--- START LISTED ENTRIES ---

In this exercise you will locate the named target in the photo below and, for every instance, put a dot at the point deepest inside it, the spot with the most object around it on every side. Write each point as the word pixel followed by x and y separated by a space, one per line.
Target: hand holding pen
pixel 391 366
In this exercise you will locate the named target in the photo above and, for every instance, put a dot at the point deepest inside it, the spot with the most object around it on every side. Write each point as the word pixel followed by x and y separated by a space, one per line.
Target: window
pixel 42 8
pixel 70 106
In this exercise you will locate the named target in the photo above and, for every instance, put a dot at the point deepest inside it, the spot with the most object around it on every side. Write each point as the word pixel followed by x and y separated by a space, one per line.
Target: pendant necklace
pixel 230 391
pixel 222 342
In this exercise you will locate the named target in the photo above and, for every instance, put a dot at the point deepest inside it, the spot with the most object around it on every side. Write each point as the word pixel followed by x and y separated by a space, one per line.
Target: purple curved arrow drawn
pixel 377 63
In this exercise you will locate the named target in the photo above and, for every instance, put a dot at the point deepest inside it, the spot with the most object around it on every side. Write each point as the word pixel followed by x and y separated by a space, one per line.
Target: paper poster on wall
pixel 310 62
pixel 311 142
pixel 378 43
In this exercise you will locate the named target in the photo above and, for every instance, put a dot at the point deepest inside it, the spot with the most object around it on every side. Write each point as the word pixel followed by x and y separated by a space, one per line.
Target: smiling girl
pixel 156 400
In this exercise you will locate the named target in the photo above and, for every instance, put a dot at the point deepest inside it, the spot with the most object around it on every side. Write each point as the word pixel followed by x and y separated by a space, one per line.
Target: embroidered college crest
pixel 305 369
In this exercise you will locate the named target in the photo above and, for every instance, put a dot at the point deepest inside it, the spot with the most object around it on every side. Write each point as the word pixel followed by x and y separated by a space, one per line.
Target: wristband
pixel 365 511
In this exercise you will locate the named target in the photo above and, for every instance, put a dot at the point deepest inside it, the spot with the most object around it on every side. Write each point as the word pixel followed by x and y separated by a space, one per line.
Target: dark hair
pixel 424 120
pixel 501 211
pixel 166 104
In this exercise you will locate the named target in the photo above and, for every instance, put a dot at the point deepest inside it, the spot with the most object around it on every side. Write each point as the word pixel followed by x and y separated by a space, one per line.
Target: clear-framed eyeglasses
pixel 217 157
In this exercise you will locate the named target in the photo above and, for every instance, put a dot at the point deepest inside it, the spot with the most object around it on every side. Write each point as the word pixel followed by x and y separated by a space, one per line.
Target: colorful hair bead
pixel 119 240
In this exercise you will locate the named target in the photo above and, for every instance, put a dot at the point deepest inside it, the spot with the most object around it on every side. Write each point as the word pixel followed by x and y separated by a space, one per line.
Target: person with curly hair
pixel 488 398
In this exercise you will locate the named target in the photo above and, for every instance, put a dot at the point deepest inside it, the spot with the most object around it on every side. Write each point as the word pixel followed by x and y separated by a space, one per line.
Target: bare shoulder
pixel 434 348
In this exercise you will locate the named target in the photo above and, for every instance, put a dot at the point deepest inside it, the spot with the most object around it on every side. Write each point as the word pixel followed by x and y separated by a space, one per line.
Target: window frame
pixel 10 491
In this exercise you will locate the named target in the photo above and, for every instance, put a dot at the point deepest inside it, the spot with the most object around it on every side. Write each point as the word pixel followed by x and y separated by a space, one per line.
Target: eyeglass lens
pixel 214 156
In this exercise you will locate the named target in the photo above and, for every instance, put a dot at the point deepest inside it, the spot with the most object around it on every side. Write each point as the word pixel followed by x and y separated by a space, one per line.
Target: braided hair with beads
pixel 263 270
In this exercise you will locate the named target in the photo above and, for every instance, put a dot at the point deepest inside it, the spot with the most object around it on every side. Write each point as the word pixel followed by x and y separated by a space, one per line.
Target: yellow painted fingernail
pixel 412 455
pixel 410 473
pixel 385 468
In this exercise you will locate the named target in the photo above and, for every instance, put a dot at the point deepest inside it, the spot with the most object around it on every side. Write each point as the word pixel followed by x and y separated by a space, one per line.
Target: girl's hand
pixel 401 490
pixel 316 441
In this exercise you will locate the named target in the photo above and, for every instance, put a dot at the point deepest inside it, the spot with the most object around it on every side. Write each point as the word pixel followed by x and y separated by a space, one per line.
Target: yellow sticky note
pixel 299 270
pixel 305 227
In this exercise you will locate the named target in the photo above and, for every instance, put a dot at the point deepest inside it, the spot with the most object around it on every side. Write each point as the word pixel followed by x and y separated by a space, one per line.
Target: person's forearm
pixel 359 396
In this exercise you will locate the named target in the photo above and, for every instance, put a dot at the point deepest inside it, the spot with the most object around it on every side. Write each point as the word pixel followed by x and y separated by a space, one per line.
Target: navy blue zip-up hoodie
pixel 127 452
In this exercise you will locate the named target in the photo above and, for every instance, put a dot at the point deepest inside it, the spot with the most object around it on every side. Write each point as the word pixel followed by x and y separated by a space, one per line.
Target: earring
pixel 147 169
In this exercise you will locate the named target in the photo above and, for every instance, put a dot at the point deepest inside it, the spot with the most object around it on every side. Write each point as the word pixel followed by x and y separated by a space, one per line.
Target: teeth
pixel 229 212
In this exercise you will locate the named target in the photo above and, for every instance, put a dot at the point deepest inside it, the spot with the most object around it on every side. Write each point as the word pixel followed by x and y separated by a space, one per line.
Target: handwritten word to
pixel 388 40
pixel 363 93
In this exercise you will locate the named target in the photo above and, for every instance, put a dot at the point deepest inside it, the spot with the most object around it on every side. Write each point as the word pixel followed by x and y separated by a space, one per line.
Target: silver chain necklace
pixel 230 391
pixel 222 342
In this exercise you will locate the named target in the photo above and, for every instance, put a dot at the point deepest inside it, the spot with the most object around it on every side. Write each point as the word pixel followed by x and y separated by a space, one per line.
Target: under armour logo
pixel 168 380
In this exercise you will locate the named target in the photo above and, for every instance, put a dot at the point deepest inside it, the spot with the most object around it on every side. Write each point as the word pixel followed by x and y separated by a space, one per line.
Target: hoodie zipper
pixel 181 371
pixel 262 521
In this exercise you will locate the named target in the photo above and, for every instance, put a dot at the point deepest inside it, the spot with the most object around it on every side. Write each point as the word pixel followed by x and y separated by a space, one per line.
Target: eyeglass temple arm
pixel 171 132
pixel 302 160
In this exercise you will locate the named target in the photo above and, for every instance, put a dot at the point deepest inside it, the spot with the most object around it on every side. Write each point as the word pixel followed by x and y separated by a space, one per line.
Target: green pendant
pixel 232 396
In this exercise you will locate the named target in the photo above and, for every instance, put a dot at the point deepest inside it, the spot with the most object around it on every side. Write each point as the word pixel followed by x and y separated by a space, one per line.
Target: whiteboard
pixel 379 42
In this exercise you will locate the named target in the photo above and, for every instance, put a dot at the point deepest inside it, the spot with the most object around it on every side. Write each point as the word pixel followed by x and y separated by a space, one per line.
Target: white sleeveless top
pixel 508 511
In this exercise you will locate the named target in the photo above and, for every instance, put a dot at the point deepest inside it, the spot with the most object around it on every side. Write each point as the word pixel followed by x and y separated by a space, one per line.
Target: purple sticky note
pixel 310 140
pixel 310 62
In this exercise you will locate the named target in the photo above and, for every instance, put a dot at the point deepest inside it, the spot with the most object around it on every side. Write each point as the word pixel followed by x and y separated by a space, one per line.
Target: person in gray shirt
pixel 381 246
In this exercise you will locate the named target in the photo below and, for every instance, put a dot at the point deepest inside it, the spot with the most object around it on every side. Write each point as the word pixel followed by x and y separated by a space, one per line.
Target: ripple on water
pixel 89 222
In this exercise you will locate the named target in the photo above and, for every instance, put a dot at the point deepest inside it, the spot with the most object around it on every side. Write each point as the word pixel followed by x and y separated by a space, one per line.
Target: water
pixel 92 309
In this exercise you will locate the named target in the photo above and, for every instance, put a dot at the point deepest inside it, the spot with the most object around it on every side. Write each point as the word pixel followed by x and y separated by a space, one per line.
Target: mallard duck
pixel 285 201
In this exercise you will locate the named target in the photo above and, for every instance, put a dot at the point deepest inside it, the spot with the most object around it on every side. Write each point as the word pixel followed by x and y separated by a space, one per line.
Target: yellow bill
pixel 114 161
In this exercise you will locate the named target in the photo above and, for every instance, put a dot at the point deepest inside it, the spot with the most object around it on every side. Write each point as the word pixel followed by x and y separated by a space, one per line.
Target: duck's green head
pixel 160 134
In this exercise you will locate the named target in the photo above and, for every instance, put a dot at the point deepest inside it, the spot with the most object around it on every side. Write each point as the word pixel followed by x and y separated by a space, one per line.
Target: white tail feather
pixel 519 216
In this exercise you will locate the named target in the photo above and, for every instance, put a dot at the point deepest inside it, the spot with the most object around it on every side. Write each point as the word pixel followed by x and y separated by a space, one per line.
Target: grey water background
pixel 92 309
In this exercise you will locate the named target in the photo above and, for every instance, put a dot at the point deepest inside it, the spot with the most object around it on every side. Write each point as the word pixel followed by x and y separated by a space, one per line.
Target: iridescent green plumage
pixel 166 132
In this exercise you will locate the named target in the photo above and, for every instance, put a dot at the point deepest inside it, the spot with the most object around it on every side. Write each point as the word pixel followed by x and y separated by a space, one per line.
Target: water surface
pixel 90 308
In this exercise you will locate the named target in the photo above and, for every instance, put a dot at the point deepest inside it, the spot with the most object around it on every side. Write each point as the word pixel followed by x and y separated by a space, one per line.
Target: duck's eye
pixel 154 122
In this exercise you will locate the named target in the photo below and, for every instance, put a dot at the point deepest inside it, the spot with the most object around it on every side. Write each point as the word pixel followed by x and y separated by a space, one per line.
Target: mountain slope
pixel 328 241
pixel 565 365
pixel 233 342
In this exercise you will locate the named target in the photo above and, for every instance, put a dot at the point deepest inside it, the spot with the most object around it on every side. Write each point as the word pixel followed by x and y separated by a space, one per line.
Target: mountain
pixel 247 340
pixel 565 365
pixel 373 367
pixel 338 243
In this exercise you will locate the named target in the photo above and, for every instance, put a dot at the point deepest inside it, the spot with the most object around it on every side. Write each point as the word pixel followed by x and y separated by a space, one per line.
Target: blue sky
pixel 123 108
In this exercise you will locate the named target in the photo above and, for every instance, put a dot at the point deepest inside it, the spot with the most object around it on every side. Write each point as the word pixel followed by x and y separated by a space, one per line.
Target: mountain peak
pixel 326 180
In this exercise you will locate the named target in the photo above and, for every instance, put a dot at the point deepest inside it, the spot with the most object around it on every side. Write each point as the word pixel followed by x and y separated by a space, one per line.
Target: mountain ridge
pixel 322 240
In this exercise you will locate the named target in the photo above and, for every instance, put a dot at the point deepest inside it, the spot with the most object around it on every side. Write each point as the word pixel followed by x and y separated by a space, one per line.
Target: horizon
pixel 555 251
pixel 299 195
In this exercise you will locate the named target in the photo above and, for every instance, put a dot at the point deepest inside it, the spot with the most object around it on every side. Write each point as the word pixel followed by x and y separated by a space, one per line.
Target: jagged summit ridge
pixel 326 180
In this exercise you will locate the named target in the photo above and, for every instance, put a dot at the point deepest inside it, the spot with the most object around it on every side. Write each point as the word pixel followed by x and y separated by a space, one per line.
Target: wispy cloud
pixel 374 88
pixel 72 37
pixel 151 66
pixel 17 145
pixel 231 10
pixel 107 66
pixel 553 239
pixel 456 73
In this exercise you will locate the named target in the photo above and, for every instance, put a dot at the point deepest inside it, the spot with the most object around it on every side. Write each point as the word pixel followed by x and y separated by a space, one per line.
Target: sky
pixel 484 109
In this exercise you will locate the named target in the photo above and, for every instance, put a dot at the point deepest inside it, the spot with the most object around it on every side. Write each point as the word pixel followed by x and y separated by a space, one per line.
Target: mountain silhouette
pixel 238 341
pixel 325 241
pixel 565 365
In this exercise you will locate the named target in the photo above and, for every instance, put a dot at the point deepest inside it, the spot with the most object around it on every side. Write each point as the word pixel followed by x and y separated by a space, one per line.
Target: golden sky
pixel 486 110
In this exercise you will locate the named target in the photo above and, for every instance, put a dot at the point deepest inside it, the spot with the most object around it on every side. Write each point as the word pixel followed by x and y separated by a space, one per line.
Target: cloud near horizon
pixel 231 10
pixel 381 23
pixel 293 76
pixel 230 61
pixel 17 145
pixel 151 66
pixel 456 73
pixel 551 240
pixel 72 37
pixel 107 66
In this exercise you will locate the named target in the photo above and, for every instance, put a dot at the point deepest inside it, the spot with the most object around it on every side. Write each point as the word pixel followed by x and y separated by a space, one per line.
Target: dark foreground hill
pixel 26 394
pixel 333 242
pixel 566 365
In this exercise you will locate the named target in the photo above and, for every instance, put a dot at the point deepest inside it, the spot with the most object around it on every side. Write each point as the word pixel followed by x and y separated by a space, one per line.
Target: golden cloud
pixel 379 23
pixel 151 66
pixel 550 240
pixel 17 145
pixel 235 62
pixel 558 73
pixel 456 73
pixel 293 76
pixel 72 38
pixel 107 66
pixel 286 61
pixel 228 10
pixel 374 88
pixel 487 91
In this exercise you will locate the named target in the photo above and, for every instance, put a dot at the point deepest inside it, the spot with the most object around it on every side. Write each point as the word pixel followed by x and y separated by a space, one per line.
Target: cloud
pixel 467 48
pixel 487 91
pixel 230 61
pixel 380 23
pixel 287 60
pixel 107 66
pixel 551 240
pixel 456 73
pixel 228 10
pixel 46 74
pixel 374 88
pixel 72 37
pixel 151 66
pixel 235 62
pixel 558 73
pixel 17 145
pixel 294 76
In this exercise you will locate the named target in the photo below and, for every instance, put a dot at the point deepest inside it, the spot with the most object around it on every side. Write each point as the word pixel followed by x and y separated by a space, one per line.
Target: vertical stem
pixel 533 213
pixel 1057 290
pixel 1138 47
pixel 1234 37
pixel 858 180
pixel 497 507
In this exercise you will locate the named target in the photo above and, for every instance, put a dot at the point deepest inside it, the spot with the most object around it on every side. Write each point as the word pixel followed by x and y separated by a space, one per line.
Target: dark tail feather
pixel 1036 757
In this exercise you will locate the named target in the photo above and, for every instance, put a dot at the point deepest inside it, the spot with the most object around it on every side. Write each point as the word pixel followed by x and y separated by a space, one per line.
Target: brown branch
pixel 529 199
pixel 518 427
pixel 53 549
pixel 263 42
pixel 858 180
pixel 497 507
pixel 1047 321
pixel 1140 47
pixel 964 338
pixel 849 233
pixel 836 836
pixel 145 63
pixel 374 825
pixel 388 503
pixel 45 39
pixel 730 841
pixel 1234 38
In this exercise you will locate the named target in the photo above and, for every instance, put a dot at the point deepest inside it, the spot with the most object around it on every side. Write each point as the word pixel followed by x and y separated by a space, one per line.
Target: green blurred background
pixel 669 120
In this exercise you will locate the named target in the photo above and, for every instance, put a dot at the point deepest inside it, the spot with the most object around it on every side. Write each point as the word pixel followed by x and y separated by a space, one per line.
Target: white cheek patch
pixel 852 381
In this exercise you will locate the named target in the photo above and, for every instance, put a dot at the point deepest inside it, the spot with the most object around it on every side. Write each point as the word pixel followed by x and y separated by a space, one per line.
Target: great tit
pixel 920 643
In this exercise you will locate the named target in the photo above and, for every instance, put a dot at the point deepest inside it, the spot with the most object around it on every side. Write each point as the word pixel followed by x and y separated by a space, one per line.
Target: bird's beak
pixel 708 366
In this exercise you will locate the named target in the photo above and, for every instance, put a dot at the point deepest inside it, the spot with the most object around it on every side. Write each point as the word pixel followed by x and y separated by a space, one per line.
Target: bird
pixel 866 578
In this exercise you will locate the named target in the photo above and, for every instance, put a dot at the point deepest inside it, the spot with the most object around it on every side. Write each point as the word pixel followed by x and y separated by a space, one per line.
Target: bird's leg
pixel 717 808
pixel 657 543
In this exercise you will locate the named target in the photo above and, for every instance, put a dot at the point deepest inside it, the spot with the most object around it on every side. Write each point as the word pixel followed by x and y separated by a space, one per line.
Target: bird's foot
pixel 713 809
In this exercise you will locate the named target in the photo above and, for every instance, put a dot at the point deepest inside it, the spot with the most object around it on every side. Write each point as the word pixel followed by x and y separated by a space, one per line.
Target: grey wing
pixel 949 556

--- END LISTED ENTRIES ---

* [STATED PROBLEM] Pick out each line above that contains the word "hoodie" and copy it. Case counts.

* [WRITTEN SOLUTION]
Target: navy blue zip-up hoodie
Target: hoodie zipper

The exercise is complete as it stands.